PROBLEM TO WORK ON - Reproduce every record below exactly as written, leaving out any pictures.

GIVEN ENTRIES -
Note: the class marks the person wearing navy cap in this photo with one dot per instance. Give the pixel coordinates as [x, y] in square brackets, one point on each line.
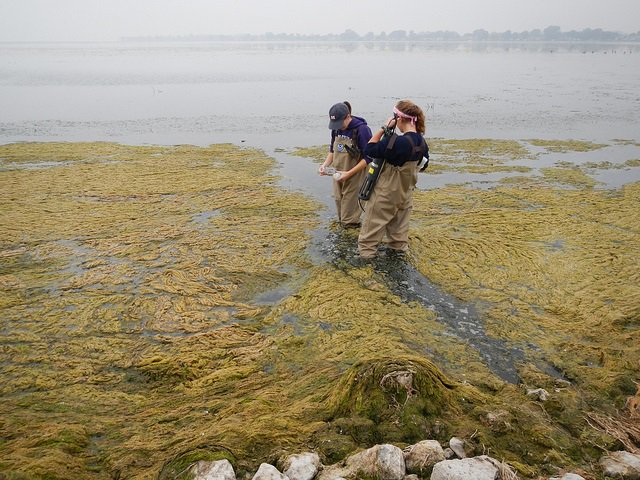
[349, 137]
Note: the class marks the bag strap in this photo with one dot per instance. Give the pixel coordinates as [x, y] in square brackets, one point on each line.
[418, 149]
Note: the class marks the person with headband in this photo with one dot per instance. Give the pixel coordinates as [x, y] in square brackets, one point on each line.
[388, 209]
[349, 137]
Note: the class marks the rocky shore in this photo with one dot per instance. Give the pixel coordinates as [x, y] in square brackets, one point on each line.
[424, 460]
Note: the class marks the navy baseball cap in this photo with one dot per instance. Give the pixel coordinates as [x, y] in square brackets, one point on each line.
[337, 114]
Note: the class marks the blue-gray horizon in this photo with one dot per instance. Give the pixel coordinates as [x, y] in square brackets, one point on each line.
[94, 20]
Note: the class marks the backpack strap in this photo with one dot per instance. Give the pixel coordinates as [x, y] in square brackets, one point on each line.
[421, 149]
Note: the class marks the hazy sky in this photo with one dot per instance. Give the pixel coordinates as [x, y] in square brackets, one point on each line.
[62, 20]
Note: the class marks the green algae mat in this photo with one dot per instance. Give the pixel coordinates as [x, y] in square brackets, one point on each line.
[134, 341]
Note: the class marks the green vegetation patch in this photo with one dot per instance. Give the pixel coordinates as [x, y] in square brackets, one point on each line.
[563, 146]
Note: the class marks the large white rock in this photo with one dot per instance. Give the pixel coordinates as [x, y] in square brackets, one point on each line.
[304, 466]
[457, 445]
[476, 468]
[422, 456]
[219, 470]
[268, 472]
[385, 462]
[623, 465]
[333, 472]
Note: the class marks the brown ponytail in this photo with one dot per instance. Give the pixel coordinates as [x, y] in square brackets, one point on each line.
[410, 108]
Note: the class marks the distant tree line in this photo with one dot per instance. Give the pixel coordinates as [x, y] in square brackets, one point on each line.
[549, 34]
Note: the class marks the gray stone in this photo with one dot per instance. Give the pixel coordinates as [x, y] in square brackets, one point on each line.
[476, 468]
[457, 445]
[268, 472]
[219, 470]
[422, 456]
[385, 462]
[333, 472]
[304, 466]
[539, 393]
[623, 465]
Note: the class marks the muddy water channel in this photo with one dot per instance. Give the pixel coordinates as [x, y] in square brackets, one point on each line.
[161, 305]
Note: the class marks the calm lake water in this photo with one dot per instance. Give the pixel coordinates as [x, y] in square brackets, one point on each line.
[278, 94]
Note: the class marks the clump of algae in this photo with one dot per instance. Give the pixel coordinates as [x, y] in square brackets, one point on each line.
[570, 176]
[555, 267]
[127, 282]
[562, 146]
[468, 155]
[139, 328]
[317, 153]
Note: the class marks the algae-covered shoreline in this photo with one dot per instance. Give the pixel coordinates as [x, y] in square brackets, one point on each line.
[134, 341]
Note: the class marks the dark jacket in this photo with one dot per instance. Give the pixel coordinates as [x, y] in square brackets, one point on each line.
[400, 153]
[358, 127]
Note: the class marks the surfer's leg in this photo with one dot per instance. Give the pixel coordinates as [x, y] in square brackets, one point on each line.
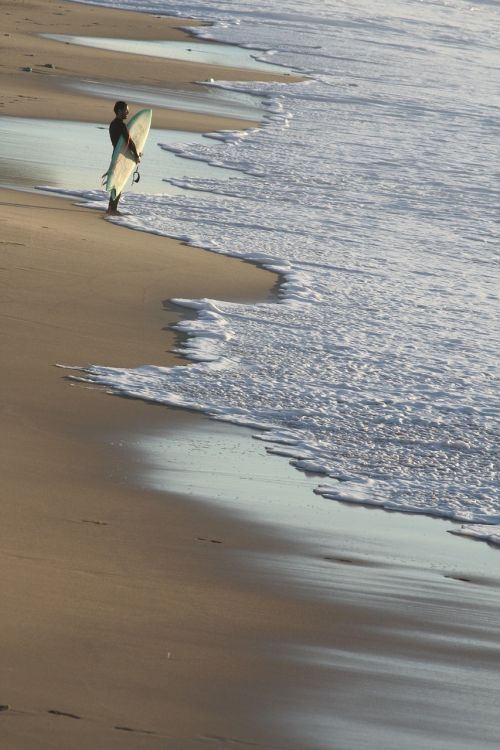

RESULT OF THIS EXERCISE -
Note: the class marks the person wearing navy cap in this photo with one dot per instance. Give the pixel coordinates as [x, y] in square brackets, one point on each line.
[349, 137]
Note: the class marks the bag strap in this photo with one dot per instance. Give the pixel coordinates as [x, y] in square brackets, one point on each line.
[418, 149]
Note: the class marks the person with headband in this photo with one dot per instance. Give the pixel coordinates as [x, y] in square brackets, one point on each line.
[388, 209]
[349, 137]
Note: the class marks the rocky shore in this photo with one dot per instance. Give the pixel coordinates as [x, y] in square brackets, one point on each line.
[424, 460]
Note: the class marks the navy baseball cap in this photo with one dot per instance. Give the pixel coordinates as [x, y] in square brackets, one point on each line.
[337, 114]
Note: the class marks the blue-gray horizon in this photo with one dot per instance. Give the pixel coordinates as [x, y] in square brackets, one point on each line.
[94, 20]
Note: the class marks the backpack strap in this photo with one dot per instance. Give the pixel coordinates as [x, y] in square brackets, one point on each line.
[421, 149]
Note: the class marks the hazy sky in this photo with one dot per instance. Give the pixel coordinates as [x, y] in square brackets, one point on each line.
[62, 20]
Note: the class marks the green algae mat in this photo with one dot per instance. Give the pixel coordinates as [x, y] in square brackets, one point on each line.
[134, 341]
Note: the class marks the green vegetation patch in this photo with one dot per instance. Give the pixel coordinates as [x, y] in square brackets, one point on each line.
[563, 146]
Note: the class marks the large white rock in this photo with one dot per instance. Give the pixel coordinates as [x, y] in square brackets, one point on each line.
[304, 466]
[457, 445]
[476, 468]
[422, 456]
[219, 470]
[268, 472]
[385, 462]
[623, 465]
[333, 472]
Note: the class marks the brown ponytail in this photo with one dot per instance. Give the pixel coordinates as [x, y] in square brackets, one point on each line.
[410, 108]
Note: the class marks the distant tree line in this photo with one dot per instance. Give the pixel coordinates as [x, y] in square brackets, one point on each line.
[549, 34]
Note: the class marks the gray stone in this photo with one dot per instance. Give the pixel coordinates as [x, y] in square brackets, one point on each line.
[476, 468]
[457, 445]
[268, 472]
[219, 470]
[422, 456]
[385, 462]
[333, 472]
[304, 466]
[539, 393]
[623, 465]
Note: the class marks the muddy water channel in this photo with one dot per instance. Give the pixel coordinates as [x, y] in square brackets, one point on each line.
[161, 305]
Note: the class marks the calm lake water in this photo with one dot per instance. Give the pixel coordinates as [x, y] in square brackets, one point on each line.
[278, 94]
Note: the class marks the clump of algae in this photo with one dot per instance. Give the pixel coordinates as [x, y] in square brackets, one point on each line.
[570, 176]
[555, 267]
[127, 282]
[562, 146]
[468, 155]
[139, 328]
[317, 153]
Note: the class marks the algae-covered shoreline in this photo with one dot per instance. Give the pixel coordinates as [x, y] in square brackets, one point on each line.
[134, 341]
Note: the class marks the dark jacket in this photo with one dot per instance. Give the pixel coordinates as [x, y] in square brackets, one point on each line.
[400, 153]
[358, 127]
Note: the class marks the surfer's leg in this photo with one dot per instance. Give the pixel coordinates as [x, y] in square brackets, one point on each line.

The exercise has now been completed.